> [WORK TO BE COMPLETED]: Word for word, restate every entry shown below.

##### RECORDS PROVIDED #####

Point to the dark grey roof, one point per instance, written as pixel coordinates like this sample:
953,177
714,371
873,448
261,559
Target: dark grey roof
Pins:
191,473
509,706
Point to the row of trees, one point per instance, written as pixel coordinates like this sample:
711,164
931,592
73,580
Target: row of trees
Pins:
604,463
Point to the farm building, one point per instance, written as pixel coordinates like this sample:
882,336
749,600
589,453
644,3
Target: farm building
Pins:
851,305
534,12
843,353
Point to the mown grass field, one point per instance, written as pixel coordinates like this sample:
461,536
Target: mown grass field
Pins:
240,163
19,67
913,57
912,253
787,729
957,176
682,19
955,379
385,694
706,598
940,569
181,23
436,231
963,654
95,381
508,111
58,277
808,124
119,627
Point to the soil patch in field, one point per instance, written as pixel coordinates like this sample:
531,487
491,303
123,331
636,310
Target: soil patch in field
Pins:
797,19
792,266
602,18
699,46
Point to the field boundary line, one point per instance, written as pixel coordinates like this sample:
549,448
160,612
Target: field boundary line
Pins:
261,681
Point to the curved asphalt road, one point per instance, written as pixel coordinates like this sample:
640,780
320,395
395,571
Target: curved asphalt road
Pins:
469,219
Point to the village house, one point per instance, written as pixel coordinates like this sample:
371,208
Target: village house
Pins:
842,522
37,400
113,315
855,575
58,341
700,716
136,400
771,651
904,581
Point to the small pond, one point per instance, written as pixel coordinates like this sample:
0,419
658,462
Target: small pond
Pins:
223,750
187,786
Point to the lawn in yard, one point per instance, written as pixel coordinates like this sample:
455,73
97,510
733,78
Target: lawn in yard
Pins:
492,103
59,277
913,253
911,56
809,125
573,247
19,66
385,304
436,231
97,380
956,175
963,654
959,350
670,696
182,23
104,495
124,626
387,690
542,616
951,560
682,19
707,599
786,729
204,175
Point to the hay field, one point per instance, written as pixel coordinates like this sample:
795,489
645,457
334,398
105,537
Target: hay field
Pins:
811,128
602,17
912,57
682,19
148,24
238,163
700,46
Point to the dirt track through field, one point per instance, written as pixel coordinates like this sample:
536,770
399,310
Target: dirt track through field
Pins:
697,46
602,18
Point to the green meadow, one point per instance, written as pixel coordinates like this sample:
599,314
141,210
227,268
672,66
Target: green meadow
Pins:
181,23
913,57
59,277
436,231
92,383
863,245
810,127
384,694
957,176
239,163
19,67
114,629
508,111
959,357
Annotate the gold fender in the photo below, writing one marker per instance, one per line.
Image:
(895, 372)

#####

> [ANSWER TO THIS PROBLEM]:
Point to the dark grey roof, one point per instance, written as pixel coordinates like this sample:
953,177
714,371
873,448
261,559
Target: dark grey roof
Pins:
191,473
509,706
Point to the row of trees, one point per instance, written as pixel coordinates like this sample:
711,164
931,592
73,580
Target: row of trees
Pins:
604,463
Point to the farm building, one point per instance, written as pixel coordinates like this sample:
882,336
749,600
589,453
644,3
Target: farm building
Pins:
851,305
534,12
843,353
Point to the mown grass field, one point per instance, written as pixel coordinates like this sample:
461,536
Target: mown grass field
Pins:
240,163
19,67
913,57
912,253
787,729
957,176
682,19
955,379
385,694
706,598
940,569
181,23
436,231
963,654
95,381
508,111
58,277
808,124
119,627
Point to the soil patch in field, one point per instance, written as pixel coordinates like this sample:
531,487
491,303
123,331
636,310
Target: soil patch in field
Pins:
797,19
792,266
602,18
699,46
Point to the field boundary line, one point per instance, written as pixel coordinates like this sample:
549,448
160,612
Target: field boundary line
Pins:
261,681
Point to the curved asphalt road, one point per instance, written as pixel coordinates like this sample:
640,780
320,395
395,571
Target: curved asphalt road
Pins:
469,219
Point to the village house, one point per instance, written as pixel coordinates like this sample:
371,208
Target: village house
Pins:
842,522
37,400
113,315
855,575
58,341
700,716
136,400
771,651
904,581
Point to the small pond, one point per instance, written as pixel coordinates like this sample:
0,419
658,462
Target: small pond
Pins:
223,750
187,786
Point to the lawn in yard, one point per instance, written as pixel coordinates like this sample:
455,73
97,510
733,78
Target: lawn in yard
Pins:
492,103
59,277
913,253
911,56
809,125
573,247
19,66
385,304
436,231
97,380
956,175
963,654
959,350
670,696
182,23
104,495
124,626
387,690
542,616
951,560
682,19
707,599
786,729
204,175
Point to the hay field, one point per instance, written as pixel coordinates like this sample:
795,489
645,457
334,398
105,537
Target: hay field
Pins:
811,128
602,17
912,57
682,19
148,24
238,163
700,46
Point to the dirt track through field, one point per instance, written as pixel coordinates like this sample:
536,770
399,310
Target: dirt track through field
Pins:
697,46
602,18
Point to the green meadow, one point per instance, written as pixel coordinates like this sample:
599,314
141,210
227,268
672,66
Target: green meadow
Pins:
181,23
913,57
59,277
436,231
92,383
863,245
810,127
384,694
957,176
239,163
19,67
114,629
508,111
959,357
Annotate the gold fender in the photo below, writing one marker per instance, one per line.
Image:
(895, 372)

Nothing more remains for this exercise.